-- START OF Stored records --

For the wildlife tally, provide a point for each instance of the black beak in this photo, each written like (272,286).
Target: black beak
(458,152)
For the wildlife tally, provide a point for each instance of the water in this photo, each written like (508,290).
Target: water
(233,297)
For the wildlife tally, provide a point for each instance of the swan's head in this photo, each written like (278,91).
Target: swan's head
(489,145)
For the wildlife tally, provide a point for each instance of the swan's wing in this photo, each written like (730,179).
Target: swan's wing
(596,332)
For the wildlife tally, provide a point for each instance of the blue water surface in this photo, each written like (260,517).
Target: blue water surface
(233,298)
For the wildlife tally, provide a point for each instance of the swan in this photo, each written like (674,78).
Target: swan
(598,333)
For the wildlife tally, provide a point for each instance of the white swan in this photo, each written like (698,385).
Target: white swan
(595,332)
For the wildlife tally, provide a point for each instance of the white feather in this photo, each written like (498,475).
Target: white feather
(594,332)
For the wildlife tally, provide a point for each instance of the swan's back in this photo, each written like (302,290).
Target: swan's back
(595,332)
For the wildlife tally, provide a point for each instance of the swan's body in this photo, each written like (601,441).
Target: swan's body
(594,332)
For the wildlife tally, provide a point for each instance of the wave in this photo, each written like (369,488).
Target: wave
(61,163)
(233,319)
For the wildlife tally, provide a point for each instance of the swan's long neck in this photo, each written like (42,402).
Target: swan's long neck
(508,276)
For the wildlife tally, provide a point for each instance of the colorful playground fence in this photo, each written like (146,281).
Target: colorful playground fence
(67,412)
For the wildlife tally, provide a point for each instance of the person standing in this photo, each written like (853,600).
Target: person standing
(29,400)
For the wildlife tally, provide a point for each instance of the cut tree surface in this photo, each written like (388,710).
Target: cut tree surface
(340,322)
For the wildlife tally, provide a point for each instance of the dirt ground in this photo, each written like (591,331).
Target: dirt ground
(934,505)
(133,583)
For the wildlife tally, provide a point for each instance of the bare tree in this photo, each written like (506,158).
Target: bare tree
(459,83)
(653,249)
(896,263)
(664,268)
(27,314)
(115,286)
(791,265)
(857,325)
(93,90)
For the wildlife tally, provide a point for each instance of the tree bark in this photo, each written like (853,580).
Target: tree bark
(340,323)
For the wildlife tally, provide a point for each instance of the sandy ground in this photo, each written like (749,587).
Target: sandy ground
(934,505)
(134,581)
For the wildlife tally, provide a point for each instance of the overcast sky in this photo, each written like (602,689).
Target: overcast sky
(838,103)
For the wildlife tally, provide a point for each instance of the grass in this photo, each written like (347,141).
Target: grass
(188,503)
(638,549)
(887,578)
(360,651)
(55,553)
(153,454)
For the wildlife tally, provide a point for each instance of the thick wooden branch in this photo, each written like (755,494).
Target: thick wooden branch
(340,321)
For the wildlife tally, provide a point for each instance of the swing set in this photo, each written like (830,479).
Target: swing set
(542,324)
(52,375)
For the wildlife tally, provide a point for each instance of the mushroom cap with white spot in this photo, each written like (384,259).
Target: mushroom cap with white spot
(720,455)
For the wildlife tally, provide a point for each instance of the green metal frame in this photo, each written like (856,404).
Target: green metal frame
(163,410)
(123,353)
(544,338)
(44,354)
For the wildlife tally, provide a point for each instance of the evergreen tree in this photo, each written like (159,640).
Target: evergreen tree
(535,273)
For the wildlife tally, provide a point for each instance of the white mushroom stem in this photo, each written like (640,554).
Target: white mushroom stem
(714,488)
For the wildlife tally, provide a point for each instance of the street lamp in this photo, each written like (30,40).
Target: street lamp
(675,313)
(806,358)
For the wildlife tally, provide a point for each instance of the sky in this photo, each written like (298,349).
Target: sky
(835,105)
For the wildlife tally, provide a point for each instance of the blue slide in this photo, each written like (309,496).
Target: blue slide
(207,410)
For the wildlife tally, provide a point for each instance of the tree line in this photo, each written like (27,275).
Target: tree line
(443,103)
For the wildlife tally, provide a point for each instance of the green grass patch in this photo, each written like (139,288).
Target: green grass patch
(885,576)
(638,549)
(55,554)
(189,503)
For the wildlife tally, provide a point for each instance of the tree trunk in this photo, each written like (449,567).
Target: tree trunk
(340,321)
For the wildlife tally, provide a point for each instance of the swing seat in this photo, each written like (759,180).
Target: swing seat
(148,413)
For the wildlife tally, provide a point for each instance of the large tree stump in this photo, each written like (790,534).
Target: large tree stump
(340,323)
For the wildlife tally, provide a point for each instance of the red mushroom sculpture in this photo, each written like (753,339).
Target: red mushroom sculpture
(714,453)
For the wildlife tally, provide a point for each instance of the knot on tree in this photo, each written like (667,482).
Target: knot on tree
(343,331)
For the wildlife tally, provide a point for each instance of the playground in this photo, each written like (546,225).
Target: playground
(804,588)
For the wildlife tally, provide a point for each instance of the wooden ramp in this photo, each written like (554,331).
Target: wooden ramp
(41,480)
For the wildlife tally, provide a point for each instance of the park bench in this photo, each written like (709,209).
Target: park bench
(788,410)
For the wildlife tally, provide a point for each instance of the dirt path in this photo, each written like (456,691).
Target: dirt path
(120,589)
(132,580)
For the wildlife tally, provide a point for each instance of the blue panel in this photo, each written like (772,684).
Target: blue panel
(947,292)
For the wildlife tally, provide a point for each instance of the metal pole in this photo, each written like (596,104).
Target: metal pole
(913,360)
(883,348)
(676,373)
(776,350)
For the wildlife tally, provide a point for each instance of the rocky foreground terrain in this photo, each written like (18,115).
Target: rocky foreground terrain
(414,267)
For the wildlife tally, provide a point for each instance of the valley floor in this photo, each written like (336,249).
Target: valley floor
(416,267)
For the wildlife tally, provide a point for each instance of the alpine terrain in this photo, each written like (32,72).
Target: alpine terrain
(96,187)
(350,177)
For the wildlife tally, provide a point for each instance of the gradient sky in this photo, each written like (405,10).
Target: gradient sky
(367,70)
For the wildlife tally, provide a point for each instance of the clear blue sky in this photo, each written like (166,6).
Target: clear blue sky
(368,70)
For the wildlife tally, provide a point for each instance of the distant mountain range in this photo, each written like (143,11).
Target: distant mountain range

-- END OF Stored records --

● What the task requires
Could you transcribe the records in full, exactly?

● Answer to this exercise
For the wildlife tally, provide a point for each instance of the black beak in this photo, each written like (272,286).
Target: black beak
(458,152)
For the wildlife tally, provide a point for each instance of the water in this photo, each written like (508,290).
Target: water
(233,297)
For the wildlife tally, provide a point for each instance of the swan's head in this photo, each written like (278,91).
Target: swan's head
(489,145)
For the wildlife tally, provide a point for each instance of the swan's wing in this photo, each written like (730,179).
Target: swan's wing
(596,332)
For the wildlife tally, provide a point for each instance of the blue water surface in this photo, each written like (260,517).
Target: blue water surface
(233,298)
For the wildlife tally, provide a point for each instance of the swan in this photo, each written like (674,78).
Target: swan
(598,333)
For the wildlife tally, provide a point for each instance of the white swan in this photo, each written like (698,385).
Target: white swan
(595,332)
For the wildlife tally, provide a point for each instance of the white feather in this photo, each written like (498,475).
Target: white feather
(594,332)
For the wildlife tally, provide a point for each instance of the swan's back in this photo, each written like (302,290).
Target: swan's back
(595,332)
For the wildlife tally, provide a point for each instance of the swan's body in this photo, each written like (601,441).
Target: swan's body
(594,332)
For the wildlife tally, provide a point for each instance of the wave in this photo, each written like (369,488).
Target: wave
(61,163)
(233,319)
For the wildlife tally, provide a point for each instance of the swan's long neck in this photo, each written like (42,402).
Target: swan's long neck
(508,276)
For the wildlife tally, provide a point for each instance of the colorful playground fence in this photo, each written like (146,281).
Target: colorful playground fence
(67,412)
For the wildlife tally, provide a point for each instance of the person standing in this photo, each written like (853,600).
Target: person standing
(29,400)
For the wildlife tally, provide a point for each instance of the cut tree surface in this photo, each written like (388,710).
Target: cut tree surface
(340,322)
For the wildlife tally, provide a point for each instance of the dirt ground in this photo, each written like (591,331).
Target: dirt ground
(934,505)
(133,583)
For the wildlife tally, provide a point for each instance of the bare tree in this photo, each written like (506,158).
Target: bare tree
(459,83)
(653,249)
(896,263)
(664,268)
(27,314)
(115,286)
(791,265)
(857,325)
(93,90)
For the wildlife tally, provide a point for each instance of the tree bark in this photo, each written like (853,580).
Target: tree bark
(340,323)
For the wildlife tally, provide a point for each instance of the sandy ground in this photo, each written like (749,587).
Target: sandy ground
(934,505)
(134,581)
For the wildlife tally, provide a point for each instance of the overcast sky in this photo, each written like (602,689).
Target: overcast sky
(838,103)
For the wildlife tally, provide a point for each instance of the grass in this photo, each written like (347,141).
Target: grass
(188,503)
(638,549)
(887,578)
(360,651)
(55,553)
(153,454)
For the wildlife tally, provide a point for each instance of the thick wooden branch in this photo, each written like (755,494).
Target: thick wooden branch
(340,321)
For the wildlife tally, provide a point for each instance of the swing set in this photo, each written like (830,479).
Target: swing set
(542,324)
(52,375)
For the wildlife tally, provide a point for each instance of the mushroom cap with white spot in this photo, each written like (384,259).
Target: mushroom cap with white spot
(720,455)
For the wildlife tally, provide a point for each instance of the green metal frame in this photo, each written like (856,404).
Target: green metal frame
(163,410)
(123,353)
(544,338)
(44,354)
For the wildlife tally, provide a point for each instance of the evergreen tree in this photo, each written like (159,640).
Target: evergreen tree
(535,273)
For the wildlife tally, provide a point for each instance of the white mushroom stem in this photo, each written like (640,554).
Target: white mushroom stem
(714,488)
For the wildlife tally, provide a point for each instance of the street lamp in this photo, each written like (30,40).
Target: street lamp
(675,313)
(806,358)
For the wildlife tally, provide a point for each instance of the sky in this photo, each written like (298,349).
Target: sky
(835,105)
For the wildlife tally, provide a point for each instance of the blue slide in this photo, each written like (309,496).
Target: blue slide
(207,410)
For the wildlife tally, provide a point for each instance of the tree line in this photo, each written like (27,275).
Target: tree line
(443,103)
For the wildlife tally, provide a point for each instance of the green grass patch in this photo, each written like (139,288).
Target: green grass patch
(885,576)
(638,549)
(55,554)
(189,503)
For the wildlife tally, provide a point for each instance of the tree trunk in this photo, each written like (449,567).
Target: tree trunk
(340,321)
For the wildlife tally, provide a point for each instance of the swing seat in this photo, each written like (759,180).
Target: swing seat
(148,413)
For the wildlife tally, provide a point for each instance of the large tree stump in this photo, each written like (790,534).
Target: large tree stump
(340,323)
For the wildlife tally, provide a point for each instance of the red mushroom sculpture in this photo, each written like (753,339).
Target: red mushroom sculpture
(714,453)
For the wildlife tally, provide a point for each instance of the knot on tree in this photo, each written like (667,482).
Target: knot on tree
(343,331)
For the wildlife tally, provide a point for each instance of the playground in this photo, each written like (546,225).
Target: playground
(804,588)
For the wildlife tally, provide a point for each instance of the wooden ramp in this photo, each written like (554,331).
Target: wooden ramp
(41,480)
For the wildlife tally, provide a point for each instance of the park bench in this photo, each written like (709,209).
Target: park bench
(788,410)
For the wildlife tally, provide a point for each instance of the dirt path in this photo, each written like (456,691).
Target: dirt path
(120,589)
(132,580)
For the wildlife tally, provide a point for each instance of the blue panel in this photo, each written like (772,684).
Target: blue panel
(947,292)
For the wildlife tally, provide a point for each instance of the metal pole in this photo, each written like (596,104).
Target: metal pole
(913,360)
(883,348)
(676,373)
(776,350)
For the wildlife tally, provide a point for each instance of the rocky foreground terrain in this photo, each written like (18,115).
Target: rocky foreground terrain
(414,267)
For the wildlife tally, provide a point for each instance of the valley floor in this photo, each written like (336,249).
Target: valley floor
(416,267)
For the wildlife tally, provide a point for each instance of the alpine terrain in this photo, each written like (32,72).
Target: alpine terrain
(96,187)
(350,177)
For the wildlife tally, provide a point for each instance of the gradient sky in this photo, each written like (405,10).
Target: gradient sky
(367,70)
For the wildlife tally, provide a point for each instance of the clear blue sky in this photo, each written like (166,6).
Target: clear blue sky
(368,70)
For the wildlife tally, provide a point for each instance of the distant mountain range in this photo, each written like (143,11).
Target: distant mountain range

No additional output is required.